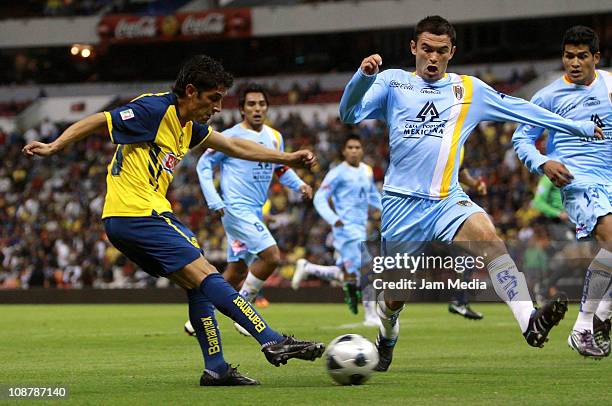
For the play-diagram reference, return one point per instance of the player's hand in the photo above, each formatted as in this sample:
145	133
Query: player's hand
371	64
558	174
306	191
481	187
39	148
302	159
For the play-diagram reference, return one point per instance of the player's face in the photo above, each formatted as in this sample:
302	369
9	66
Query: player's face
203	104
432	55
254	110
579	63
352	152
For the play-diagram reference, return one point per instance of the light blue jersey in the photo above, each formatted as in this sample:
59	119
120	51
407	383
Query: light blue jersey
351	190
244	186
589	195
587	158
430	121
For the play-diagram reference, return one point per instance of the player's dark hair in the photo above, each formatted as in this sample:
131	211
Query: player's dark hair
581	35
204	73
350	137
435	25
252	88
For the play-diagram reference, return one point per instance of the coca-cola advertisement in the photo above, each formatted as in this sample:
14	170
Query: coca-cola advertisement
229	23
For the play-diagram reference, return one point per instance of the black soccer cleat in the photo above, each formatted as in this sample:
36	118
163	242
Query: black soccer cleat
352	296
584	344
385	348
601	334
280	353
544	319
464	310
231	378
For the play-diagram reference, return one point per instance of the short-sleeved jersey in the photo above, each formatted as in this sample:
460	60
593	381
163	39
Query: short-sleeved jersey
243	182
151	141
587	158
352	191
430	121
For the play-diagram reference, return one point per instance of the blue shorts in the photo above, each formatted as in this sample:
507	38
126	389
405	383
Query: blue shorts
160	244
407	219
247	235
585	204
347	243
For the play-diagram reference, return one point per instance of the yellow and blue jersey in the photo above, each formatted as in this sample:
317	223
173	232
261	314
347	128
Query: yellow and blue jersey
429	122
587	158
151	140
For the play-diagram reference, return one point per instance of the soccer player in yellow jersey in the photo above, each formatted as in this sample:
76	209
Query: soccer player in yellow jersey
153	133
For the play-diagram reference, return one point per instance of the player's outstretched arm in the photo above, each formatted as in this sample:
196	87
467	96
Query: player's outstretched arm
365	93
252	151
74	133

○ ○ ○ ○ ○

[Required work] Rewrite the lines from the one containing "of the soccer" through the last line, requests included. Multiply each answer coordinate by 1.15 and round to whole numbers, halves up, while leaving the sample coordinates in the requests unchanged.

[Solution below]
For the play-diagram reference, return one point per instance of the soccer player in yellow jersey in the photo above, each formatted as in this sample:
76	209
Query: soccer player in yellow jersey
176	153
For the play-diagram reference, return one point per instance of the player's outstretched arm in the photo above, each formatted as in this sample:
196	87
467	96
Query: player's outstretched arm
420	107
290	174
85	153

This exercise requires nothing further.